Excerpts from a dataset:
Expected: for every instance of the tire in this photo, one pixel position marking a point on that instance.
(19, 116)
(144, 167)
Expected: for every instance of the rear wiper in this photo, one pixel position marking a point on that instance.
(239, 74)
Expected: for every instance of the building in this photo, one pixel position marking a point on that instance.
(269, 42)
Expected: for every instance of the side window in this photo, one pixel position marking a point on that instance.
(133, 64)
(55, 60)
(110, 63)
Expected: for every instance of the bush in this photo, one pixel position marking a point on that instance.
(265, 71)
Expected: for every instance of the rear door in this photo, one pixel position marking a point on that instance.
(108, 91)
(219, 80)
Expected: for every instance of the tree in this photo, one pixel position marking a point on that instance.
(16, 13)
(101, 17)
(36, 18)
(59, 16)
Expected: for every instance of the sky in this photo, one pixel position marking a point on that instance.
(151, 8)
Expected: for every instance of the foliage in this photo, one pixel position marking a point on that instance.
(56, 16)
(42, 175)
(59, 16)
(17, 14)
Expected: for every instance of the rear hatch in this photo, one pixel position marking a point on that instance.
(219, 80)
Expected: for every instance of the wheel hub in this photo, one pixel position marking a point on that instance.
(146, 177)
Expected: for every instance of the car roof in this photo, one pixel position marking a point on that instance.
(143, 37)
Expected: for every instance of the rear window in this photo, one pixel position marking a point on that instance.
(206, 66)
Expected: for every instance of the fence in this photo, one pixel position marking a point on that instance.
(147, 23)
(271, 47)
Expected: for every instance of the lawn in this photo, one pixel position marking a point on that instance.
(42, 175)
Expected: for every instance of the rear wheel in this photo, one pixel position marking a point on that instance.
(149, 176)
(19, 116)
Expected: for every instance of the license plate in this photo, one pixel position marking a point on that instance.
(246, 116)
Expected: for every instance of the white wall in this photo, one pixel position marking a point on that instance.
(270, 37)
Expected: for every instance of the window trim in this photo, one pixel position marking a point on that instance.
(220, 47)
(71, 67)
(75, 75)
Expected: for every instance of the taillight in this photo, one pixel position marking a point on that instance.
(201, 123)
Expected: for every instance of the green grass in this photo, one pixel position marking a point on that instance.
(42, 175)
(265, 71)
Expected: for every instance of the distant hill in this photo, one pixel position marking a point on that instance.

### Task requirements
Reproduce the records above word for word.

### Result for this task
Expected: for every instance of the tire in this photo, one pixel position marking a point on that instance.
(19, 116)
(144, 167)
Expected: for every instance of the rear wiper in this photo, one pixel position marking a point on that instance.
(239, 74)
Expected: for every instance of the building in this photo, one pixel position marking a point on that instance.
(269, 42)
Expected: for every instance of the side window in this photo, one pixel position marking a point on that instance.
(133, 64)
(55, 60)
(110, 63)
Expected: for every instance of the bush in this photo, one pixel position marking a point on that instance.
(265, 71)
Expected: for every instance of the rear door in this photo, one pixel position marking a point on that instance.
(108, 91)
(219, 80)
Expected: for every instance of the tree in this photo, one pixel position marking a point on that instance.
(16, 13)
(101, 17)
(36, 18)
(59, 16)
Expected: for every instance of the sky in this photo, one pixel position marking a point on that instance.
(151, 8)
Expected: for every instance of the foliage in this photo, one pixel position marking a point on that instance.
(56, 16)
(42, 175)
(59, 16)
(17, 14)
Expected: for every instance of the rear hatch in this photo, one pixel position marking a point on that instance.
(219, 80)
Expected: for every instance of the wheel hub in this photo, one pixel position marking a point on that instance.
(146, 177)
Expected: for every instance of the car roof in this photo, one pixel position marking a point on that instance.
(143, 37)
Expected: for every instance of the rear window in this photo, one pixel position marking a point on that instance.
(206, 66)
Expected: for every instance of the fence in this photo, one pixel position marking a point on that instance.
(147, 23)
(271, 47)
Expected: for every instance of the lawn in this photo, one pixel position marking a point on that instance.
(42, 175)
Expected: for every instance of the rear wheel in this photo, one pixel position marking a point on that instance.
(149, 176)
(19, 116)
Expected: for every instance of the license plate in this photo, one pixel position marking a point on that instance.
(246, 116)
Expected: for every instance of the white wall in this photo, one pixel position marking a point on that instance.
(270, 37)
Expected: for every instance of the window trim in this photo, one pixel position marking a point on that instance.
(220, 47)
(71, 67)
(75, 75)
Expected: for every instance of the taillight in this photo, one pixel position marking a point on that instance.
(201, 123)
Expected: for every instance of the green grass in this photo, one pixel position marking a point on that instance.
(42, 175)
(265, 71)
Expected: for every instance of the distant hill in this photo, one pixel position marking a point on that instance.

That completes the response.